> **The request**
Gather every line from the rows below that contains the word "wall" and copy each of those lines in full.

> **The data**
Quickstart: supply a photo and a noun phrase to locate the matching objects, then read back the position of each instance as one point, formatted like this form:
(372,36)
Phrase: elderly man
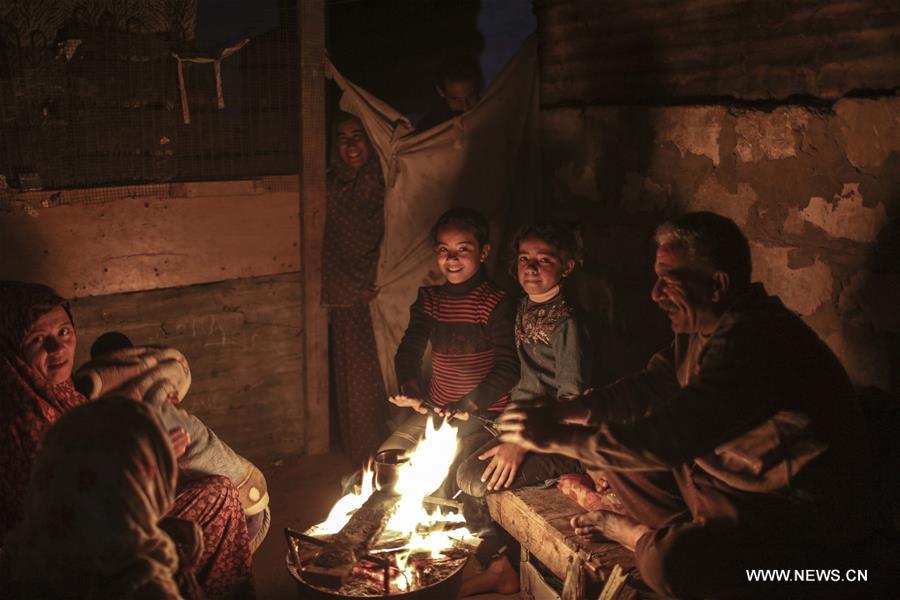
(738,447)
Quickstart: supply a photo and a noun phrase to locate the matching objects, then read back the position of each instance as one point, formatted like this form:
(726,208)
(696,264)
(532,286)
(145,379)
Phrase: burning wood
(389,536)
(334,563)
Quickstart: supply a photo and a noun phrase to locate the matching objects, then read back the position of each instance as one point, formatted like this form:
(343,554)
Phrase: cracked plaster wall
(816,190)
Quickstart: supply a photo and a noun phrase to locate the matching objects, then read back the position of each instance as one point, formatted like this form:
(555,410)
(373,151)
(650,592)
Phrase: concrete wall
(816,190)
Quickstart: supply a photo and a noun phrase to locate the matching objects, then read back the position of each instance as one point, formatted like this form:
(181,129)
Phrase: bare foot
(602,524)
(499,577)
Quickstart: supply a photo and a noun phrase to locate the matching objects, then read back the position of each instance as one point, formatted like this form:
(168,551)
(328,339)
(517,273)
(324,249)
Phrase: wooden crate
(539,518)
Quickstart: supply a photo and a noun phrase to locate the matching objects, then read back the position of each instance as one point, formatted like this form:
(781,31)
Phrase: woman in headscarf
(354,226)
(102,481)
(37,350)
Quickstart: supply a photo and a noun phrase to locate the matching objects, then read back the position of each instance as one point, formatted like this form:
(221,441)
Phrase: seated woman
(37,350)
(91,527)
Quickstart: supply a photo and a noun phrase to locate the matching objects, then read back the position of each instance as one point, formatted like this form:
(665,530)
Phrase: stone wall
(815,187)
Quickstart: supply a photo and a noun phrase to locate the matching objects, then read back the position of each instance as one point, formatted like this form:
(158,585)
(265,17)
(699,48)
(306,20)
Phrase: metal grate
(100,103)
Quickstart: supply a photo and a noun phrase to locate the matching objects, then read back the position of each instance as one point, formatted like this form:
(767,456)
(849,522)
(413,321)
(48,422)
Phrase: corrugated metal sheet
(613,51)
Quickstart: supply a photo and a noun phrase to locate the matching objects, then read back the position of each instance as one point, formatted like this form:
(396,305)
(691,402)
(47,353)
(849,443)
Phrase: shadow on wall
(880,295)
(393,49)
(592,158)
(23,248)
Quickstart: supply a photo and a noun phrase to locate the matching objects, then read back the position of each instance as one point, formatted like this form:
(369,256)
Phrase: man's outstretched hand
(534,425)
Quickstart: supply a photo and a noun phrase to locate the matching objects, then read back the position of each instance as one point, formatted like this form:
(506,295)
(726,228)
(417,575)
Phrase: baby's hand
(407,402)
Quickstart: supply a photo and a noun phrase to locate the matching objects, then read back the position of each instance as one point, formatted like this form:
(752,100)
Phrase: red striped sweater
(473,355)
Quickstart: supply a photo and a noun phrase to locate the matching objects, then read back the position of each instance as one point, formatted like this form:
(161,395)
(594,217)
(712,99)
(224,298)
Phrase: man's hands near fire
(505,461)
(535,425)
(407,402)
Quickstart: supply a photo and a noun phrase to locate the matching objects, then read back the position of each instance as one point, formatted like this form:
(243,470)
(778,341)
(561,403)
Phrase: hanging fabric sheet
(486,159)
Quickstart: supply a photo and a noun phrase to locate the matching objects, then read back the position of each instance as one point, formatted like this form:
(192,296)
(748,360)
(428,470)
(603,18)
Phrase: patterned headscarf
(28,405)
(102,480)
(354,226)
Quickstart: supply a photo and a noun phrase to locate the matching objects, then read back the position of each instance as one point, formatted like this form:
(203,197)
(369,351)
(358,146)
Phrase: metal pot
(446,589)
(387,468)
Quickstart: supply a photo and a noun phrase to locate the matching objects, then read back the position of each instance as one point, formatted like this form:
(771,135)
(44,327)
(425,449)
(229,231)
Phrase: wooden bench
(539,518)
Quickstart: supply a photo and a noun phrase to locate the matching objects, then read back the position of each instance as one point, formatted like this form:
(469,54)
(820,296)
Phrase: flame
(423,474)
(346,506)
(426,469)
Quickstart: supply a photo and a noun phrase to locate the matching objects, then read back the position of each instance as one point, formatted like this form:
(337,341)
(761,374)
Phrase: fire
(427,466)
(345,507)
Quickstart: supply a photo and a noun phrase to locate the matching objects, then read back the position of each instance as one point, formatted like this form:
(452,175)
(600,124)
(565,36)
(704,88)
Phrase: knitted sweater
(473,354)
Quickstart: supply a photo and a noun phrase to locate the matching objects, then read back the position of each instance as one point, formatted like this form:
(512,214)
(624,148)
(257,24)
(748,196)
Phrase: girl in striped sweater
(469,322)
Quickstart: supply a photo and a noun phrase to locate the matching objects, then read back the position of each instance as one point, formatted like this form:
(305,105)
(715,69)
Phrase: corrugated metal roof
(612,51)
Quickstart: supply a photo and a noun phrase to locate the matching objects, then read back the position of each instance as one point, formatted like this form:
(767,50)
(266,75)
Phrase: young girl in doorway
(555,359)
(354,226)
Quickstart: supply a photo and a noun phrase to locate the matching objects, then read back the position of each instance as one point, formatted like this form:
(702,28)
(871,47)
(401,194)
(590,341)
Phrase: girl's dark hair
(564,237)
(466,219)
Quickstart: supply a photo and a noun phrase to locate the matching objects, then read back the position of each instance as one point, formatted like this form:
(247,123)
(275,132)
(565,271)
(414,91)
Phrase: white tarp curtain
(486,159)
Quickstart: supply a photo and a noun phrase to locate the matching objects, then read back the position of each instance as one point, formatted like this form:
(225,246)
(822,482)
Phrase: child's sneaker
(253,492)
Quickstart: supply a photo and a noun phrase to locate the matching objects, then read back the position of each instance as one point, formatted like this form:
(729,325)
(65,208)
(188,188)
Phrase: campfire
(390,537)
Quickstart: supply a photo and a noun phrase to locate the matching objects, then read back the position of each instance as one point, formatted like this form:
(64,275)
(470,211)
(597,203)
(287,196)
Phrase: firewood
(335,562)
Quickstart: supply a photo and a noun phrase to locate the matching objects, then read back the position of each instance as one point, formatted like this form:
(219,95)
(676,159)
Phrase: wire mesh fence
(125,95)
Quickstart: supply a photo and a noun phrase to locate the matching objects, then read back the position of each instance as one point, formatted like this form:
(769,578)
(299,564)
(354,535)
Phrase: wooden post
(311,37)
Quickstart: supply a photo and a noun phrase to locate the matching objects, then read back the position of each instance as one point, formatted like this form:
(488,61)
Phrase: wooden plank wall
(110,240)
(209,268)
(621,51)
(242,339)
(311,25)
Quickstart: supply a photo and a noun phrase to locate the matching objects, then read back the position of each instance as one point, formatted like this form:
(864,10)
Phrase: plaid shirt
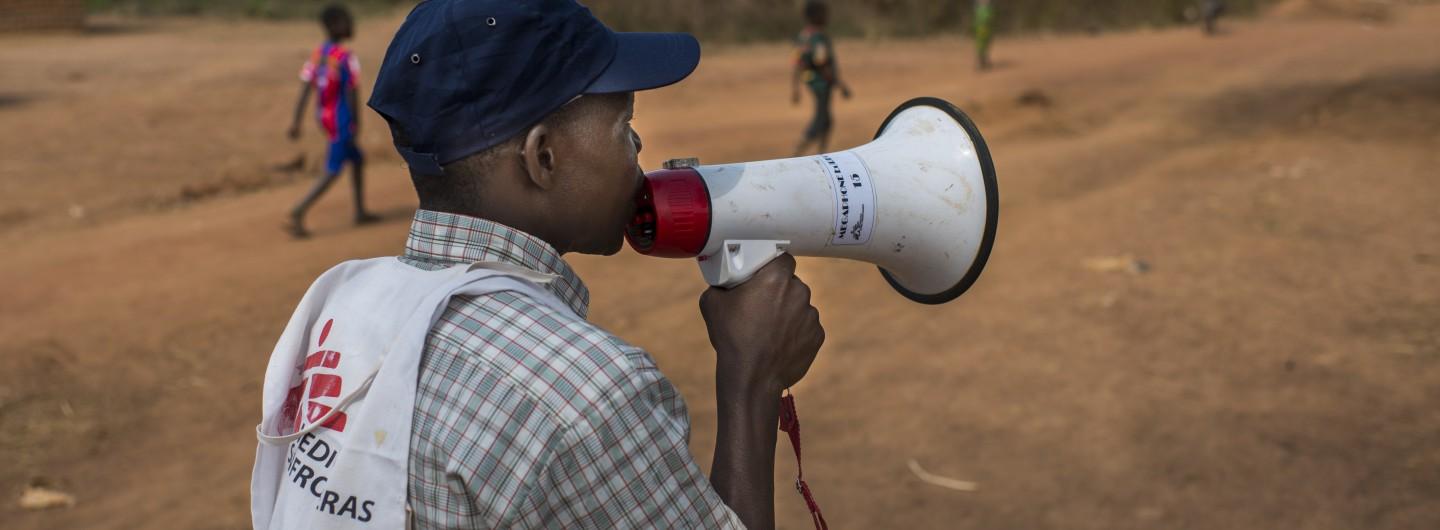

> **Worked answer**
Phrase: cracked plaster wall
Phrase: concrete wall
Phrase: stone wall
Phrase: shadow on wall
Phrase: wooden plank wall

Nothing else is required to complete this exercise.